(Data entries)
::::::::::

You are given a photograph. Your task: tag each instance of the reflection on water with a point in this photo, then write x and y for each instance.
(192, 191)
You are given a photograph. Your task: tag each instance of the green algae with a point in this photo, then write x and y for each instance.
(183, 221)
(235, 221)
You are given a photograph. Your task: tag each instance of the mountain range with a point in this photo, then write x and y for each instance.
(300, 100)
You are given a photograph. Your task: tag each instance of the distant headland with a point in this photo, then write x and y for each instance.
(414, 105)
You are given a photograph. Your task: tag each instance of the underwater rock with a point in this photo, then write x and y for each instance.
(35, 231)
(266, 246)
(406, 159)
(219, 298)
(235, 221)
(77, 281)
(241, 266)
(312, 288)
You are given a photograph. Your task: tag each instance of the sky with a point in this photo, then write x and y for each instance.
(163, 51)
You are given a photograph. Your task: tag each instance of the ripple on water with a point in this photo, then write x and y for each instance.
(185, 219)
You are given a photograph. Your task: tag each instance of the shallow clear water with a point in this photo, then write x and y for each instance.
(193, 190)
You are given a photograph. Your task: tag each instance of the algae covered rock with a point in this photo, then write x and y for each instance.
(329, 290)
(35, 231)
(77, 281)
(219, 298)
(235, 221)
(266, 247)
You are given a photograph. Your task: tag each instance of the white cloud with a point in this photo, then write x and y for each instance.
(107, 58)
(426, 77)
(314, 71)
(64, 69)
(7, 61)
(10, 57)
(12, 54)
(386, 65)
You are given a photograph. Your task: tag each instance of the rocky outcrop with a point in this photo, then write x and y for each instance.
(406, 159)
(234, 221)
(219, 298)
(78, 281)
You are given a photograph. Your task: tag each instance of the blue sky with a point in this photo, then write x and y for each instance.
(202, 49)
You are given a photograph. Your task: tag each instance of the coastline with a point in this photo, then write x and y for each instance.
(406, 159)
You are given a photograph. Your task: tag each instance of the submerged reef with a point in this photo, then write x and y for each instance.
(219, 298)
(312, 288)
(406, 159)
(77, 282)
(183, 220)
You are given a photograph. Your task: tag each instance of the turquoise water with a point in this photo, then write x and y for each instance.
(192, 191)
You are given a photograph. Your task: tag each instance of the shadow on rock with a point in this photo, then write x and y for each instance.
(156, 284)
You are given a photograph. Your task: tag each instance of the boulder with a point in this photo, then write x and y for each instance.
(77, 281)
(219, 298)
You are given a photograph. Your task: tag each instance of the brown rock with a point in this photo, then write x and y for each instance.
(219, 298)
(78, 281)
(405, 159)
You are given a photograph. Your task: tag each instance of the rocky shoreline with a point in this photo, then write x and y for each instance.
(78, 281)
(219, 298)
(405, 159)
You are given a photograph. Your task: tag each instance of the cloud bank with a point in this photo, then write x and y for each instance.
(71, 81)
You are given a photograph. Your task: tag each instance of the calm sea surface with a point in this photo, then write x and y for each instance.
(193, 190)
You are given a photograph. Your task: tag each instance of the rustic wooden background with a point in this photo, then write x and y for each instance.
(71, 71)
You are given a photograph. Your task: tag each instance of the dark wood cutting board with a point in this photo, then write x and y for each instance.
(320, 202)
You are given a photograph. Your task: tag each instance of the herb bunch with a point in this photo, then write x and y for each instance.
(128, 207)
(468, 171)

::::::::::

Instructions for the task: Can you recast all of the data entries above as a two-column CSV with the headers instruction and coordinates? Give one row for each instruction and its answer, with each field in quotes and any line breaks replaced by spaces.

Reply to the task:
instruction,coordinates
"You are given a photograph. Your task: tag each instance of the reflection on water with a point in this photo, then write x and y for each instance.","(192, 191)"
"You are given a photograph. Your task: tag each instance of the green algae with a point in this photo, then write x and y for each instance.","(183, 221) (235, 221)"
"You are given a photograph. Your task: tag each instance of the mountain range with a point in this photo, then write x and y for each instance.","(300, 100)"
"You are given a photograph. Your task: tag each instance of the distant headland with a point in this photo, then write x and y for each instance.","(414, 105)"
"You are given a photograph. Your task: tag each instance of the underwater rock with a point in this photo, then write x and y for each instance.","(35, 231) (266, 246) (406, 159) (219, 298) (235, 221) (77, 281) (241, 266) (312, 288)"
"You are given a photograph. Your task: tag each instance of the sky with a point in this photo, then write x and y for each instance.","(163, 51)"
"You are given a photograph. Your task: tag each instance of the ripple on water with a point in this photo, then write x and y for each instance.","(185, 219)"
"You are given a photograph. Your task: tag each instance of the shallow clear water with a point in this photo, then write x and y for each instance.","(193, 190)"
"You are given a photograph. Your task: tag each instance of the algae covered rock with a point in this photo, then write x and y for each instance.","(329, 290) (35, 231) (77, 281) (219, 298) (235, 221) (266, 247)"
"You are given a photograph. Your task: tag each instance of the white cloud with a point in this photo, then write x and y for each instance.","(107, 58) (426, 77) (314, 71) (64, 69) (7, 61) (10, 57) (12, 54) (386, 65)"
"You are given a photograph. Your task: tag each instance of the rocky outcrop with a point in this photo, then write x and y for each instance.","(406, 159) (234, 221) (219, 298) (78, 281)"
"You are given a photograph. Your task: tag each instance of the blue sky with a point in this photo, then write x and y for each instance.","(202, 49)"
"You are given a photograph. Your task: tag each instance of the coastline with a point in this photo, then write x and y for each instance.","(406, 159)"
"You are given a photograph. Your task: tag each instance of the submerged reef with a point in this photo, then write x and y for each instance.","(219, 298) (312, 288) (406, 159) (77, 282) (183, 220)"
"You are given a photograph. Your task: tag each instance of the turquoise water with a point in this photo, then write x and y for each instance.","(192, 191)"
"You are given a photograph. Your task: tag each instance of the shadow on rock with a point in this photo, then write x and y for each instance.","(156, 284)"
"You are given a photograph. Your task: tag each instance of the boulder with a point in this photo, then write x and y for each instance.","(77, 281) (219, 298)"
"You are given a photograph. Your task: tag each instance of the brown rock with a point in this photo, then write x and y for each instance.","(219, 298) (78, 281) (405, 159)"
"You are given a photograph. Your task: tag each instance of the rocky shoreline with a point in this photo, then write x and y for each instance.","(78, 281) (219, 298) (405, 159)"
"You are given a photograph. Your task: tag each instance of the cloud bank with a point in this photo, then write x and y for each instance.","(71, 81)"
"You are given a photograph. Your task: tag each instance of the calm sea surface with a point in this photo, then write x and y for each instance.","(193, 190)"
"You are given a photograph. Your task: tag each instance of the rustic wooden background with a point in this photo, then write x and y for each instance.","(71, 71)"
"You are given a photograph. Your task: tag each instance of the dark wood cutting board with a point in this photo, then write x and y for each instance.","(320, 202)"
"You are given a photograph. Your task: tag each instance of the herb bunch with a point in this photo, then write x and y for each instance.","(128, 207) (468, 171)"